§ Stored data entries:
------------------------------------------------

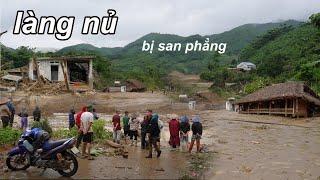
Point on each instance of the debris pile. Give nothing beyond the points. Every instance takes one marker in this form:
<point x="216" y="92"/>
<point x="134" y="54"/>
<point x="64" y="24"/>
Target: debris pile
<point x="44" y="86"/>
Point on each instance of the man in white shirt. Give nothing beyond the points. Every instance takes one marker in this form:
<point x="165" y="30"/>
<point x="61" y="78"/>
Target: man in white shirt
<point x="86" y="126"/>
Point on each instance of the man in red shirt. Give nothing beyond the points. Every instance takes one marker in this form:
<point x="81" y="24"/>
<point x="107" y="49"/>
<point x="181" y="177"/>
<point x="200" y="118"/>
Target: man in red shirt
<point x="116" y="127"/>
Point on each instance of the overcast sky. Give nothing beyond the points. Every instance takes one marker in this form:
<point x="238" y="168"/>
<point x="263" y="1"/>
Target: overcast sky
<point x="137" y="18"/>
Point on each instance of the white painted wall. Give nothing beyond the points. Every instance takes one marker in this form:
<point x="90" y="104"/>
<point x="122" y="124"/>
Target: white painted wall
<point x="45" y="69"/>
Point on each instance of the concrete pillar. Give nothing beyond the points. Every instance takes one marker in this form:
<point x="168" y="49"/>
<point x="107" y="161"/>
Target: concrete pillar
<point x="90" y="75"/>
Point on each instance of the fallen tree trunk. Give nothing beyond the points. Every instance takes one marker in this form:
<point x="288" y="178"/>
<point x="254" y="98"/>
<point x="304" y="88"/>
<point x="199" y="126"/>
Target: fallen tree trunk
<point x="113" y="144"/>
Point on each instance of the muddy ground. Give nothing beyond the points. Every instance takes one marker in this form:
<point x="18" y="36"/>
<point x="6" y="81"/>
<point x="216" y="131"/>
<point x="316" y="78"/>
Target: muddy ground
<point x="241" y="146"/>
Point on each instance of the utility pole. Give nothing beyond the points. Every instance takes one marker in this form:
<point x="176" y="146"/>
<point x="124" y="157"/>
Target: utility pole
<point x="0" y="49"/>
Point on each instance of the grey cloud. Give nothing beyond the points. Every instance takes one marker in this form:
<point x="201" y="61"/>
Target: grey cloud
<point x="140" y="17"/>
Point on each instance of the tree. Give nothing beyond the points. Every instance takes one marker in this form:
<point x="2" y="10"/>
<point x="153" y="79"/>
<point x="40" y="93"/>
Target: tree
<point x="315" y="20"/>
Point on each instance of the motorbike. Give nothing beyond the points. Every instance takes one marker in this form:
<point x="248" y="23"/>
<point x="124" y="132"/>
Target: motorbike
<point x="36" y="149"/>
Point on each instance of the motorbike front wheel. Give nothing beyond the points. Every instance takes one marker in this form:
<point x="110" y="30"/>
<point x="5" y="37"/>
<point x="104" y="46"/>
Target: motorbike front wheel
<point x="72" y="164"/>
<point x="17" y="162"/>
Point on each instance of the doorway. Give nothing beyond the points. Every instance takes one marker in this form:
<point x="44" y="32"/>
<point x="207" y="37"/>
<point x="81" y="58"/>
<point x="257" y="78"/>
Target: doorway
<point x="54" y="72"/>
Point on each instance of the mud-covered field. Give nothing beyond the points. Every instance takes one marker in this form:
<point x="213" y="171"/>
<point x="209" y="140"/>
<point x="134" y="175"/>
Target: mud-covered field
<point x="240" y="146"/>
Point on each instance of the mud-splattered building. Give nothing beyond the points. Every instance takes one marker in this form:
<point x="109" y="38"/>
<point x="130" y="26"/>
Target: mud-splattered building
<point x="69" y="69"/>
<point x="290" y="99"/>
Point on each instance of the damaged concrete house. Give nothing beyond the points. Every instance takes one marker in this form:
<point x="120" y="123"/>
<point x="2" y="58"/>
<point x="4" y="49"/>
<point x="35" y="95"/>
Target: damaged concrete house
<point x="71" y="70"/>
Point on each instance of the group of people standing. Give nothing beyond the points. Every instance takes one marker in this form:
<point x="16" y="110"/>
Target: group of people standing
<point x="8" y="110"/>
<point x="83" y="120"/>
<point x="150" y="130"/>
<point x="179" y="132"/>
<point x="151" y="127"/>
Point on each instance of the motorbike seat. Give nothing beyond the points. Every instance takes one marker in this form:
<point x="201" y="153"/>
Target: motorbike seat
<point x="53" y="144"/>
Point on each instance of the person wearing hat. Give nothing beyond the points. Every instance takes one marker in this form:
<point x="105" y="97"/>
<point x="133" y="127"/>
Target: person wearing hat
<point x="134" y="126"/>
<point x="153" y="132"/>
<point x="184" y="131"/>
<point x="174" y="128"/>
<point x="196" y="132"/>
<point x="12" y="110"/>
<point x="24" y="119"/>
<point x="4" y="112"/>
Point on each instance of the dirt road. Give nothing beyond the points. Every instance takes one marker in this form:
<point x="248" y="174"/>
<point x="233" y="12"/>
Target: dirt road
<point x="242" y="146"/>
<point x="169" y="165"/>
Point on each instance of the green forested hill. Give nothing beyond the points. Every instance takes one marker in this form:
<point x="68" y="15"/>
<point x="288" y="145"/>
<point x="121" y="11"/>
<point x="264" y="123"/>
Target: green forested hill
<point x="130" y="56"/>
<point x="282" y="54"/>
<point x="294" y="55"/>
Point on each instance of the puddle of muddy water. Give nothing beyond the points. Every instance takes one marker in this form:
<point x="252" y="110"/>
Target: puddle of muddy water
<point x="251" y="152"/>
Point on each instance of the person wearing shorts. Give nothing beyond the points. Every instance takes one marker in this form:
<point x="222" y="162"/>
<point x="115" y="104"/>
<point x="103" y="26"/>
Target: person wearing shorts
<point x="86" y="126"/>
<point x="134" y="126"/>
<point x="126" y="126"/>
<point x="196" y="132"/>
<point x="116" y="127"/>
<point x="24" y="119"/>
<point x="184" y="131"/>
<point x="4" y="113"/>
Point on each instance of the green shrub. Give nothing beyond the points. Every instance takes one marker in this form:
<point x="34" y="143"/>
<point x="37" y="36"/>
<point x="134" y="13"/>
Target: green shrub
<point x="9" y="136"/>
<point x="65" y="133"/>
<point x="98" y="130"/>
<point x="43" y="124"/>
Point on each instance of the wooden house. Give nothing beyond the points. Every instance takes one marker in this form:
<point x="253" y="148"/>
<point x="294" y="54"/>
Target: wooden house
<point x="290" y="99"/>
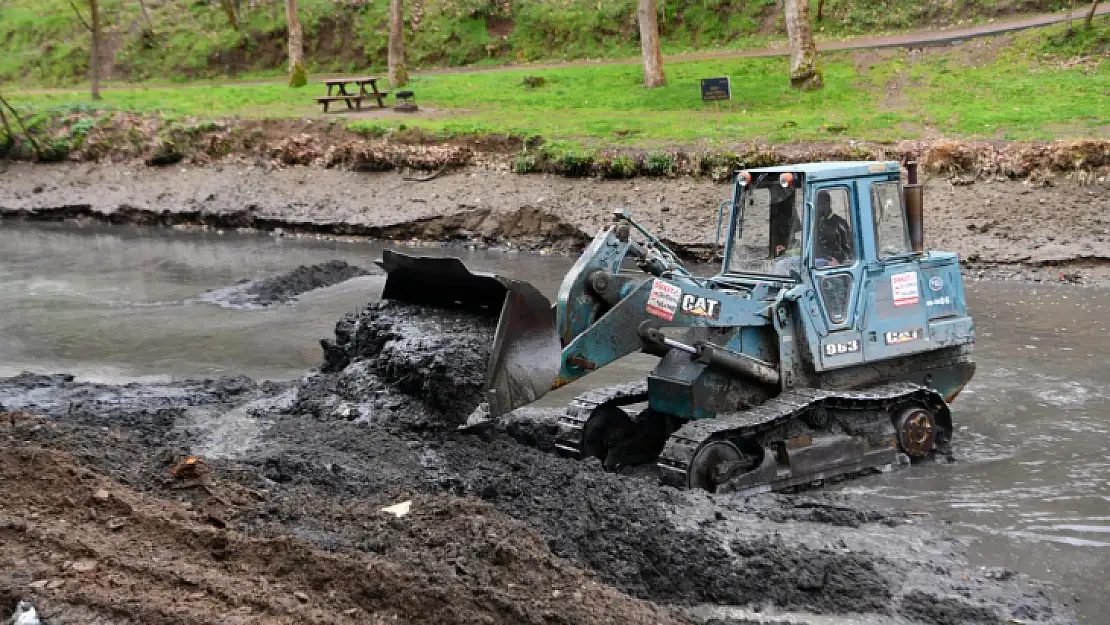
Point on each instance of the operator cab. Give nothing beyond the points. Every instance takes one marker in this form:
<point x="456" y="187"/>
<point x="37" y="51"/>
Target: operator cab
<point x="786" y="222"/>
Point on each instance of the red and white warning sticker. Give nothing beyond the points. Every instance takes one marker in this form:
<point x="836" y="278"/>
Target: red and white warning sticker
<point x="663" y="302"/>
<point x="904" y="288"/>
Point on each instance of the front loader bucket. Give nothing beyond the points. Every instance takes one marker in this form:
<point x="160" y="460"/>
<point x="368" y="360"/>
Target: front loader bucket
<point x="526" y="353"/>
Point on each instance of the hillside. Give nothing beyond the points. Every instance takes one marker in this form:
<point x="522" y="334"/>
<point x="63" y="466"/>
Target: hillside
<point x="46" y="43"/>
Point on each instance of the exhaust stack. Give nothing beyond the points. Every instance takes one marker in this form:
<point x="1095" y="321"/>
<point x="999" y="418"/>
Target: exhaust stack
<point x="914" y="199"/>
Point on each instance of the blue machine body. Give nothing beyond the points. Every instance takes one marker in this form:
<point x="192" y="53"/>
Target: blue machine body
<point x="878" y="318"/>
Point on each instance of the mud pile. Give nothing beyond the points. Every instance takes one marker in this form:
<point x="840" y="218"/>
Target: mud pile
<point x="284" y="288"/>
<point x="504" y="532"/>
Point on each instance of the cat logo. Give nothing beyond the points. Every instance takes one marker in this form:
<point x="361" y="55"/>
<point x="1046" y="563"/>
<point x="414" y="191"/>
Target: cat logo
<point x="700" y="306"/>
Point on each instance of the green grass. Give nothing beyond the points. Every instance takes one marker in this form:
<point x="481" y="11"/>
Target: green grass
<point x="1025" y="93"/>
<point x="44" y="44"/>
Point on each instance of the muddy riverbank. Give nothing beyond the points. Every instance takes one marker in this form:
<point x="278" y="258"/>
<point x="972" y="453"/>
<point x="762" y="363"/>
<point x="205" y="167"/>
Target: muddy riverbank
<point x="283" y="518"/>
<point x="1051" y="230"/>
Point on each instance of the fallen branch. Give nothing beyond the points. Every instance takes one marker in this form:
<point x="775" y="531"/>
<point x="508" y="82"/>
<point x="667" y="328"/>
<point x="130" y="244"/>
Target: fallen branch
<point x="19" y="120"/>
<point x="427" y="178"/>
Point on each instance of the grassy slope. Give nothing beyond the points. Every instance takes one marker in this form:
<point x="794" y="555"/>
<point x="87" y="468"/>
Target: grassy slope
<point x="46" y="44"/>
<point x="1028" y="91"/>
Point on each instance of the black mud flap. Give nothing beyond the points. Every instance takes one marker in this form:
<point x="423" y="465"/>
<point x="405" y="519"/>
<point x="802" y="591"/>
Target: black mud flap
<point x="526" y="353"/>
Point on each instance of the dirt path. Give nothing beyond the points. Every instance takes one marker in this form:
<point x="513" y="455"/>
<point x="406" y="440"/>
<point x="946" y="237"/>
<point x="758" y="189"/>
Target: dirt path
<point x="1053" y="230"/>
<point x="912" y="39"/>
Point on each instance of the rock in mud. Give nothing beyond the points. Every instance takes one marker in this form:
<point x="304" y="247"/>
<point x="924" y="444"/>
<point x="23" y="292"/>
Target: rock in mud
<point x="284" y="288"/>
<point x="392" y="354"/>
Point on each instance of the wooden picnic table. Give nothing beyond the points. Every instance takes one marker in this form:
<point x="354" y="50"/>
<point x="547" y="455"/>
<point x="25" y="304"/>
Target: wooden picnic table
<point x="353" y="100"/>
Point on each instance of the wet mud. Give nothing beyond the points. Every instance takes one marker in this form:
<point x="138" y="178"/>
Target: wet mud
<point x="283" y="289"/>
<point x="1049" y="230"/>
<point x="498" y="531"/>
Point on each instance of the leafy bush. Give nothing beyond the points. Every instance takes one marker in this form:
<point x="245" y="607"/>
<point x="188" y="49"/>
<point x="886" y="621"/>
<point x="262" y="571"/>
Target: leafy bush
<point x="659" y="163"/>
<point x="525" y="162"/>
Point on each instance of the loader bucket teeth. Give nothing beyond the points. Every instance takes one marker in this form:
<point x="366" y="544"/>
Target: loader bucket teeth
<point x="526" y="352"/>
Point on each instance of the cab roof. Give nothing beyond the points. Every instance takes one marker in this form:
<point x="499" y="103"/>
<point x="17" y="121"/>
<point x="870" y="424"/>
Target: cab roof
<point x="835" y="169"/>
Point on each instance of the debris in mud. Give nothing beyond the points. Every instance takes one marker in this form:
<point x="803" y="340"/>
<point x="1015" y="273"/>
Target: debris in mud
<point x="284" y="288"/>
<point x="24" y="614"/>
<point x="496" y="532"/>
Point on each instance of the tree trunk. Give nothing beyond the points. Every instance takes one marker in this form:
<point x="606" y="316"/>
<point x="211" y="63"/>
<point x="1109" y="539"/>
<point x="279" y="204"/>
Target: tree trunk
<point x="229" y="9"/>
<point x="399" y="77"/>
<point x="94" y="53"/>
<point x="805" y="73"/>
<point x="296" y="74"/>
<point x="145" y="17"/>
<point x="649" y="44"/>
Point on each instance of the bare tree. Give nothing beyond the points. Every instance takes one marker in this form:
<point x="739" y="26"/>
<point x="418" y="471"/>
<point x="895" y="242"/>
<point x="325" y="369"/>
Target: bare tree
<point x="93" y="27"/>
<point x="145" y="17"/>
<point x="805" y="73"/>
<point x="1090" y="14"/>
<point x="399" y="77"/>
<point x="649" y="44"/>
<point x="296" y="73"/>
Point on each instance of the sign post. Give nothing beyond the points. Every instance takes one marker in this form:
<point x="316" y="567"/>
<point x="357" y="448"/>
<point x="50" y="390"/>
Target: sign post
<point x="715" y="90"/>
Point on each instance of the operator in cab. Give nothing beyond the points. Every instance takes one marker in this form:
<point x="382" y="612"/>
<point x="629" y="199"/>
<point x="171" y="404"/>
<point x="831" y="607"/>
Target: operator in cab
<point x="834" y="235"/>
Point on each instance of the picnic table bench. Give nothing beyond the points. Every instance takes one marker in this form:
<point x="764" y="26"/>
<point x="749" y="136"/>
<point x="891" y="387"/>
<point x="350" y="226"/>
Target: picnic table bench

------------------------------------------------

§ WHAT NEEDS TO BE DONE: Your reply should consist of one number: how many lines above contain the word "bench".

§ EXERCISE RESPONSE: 2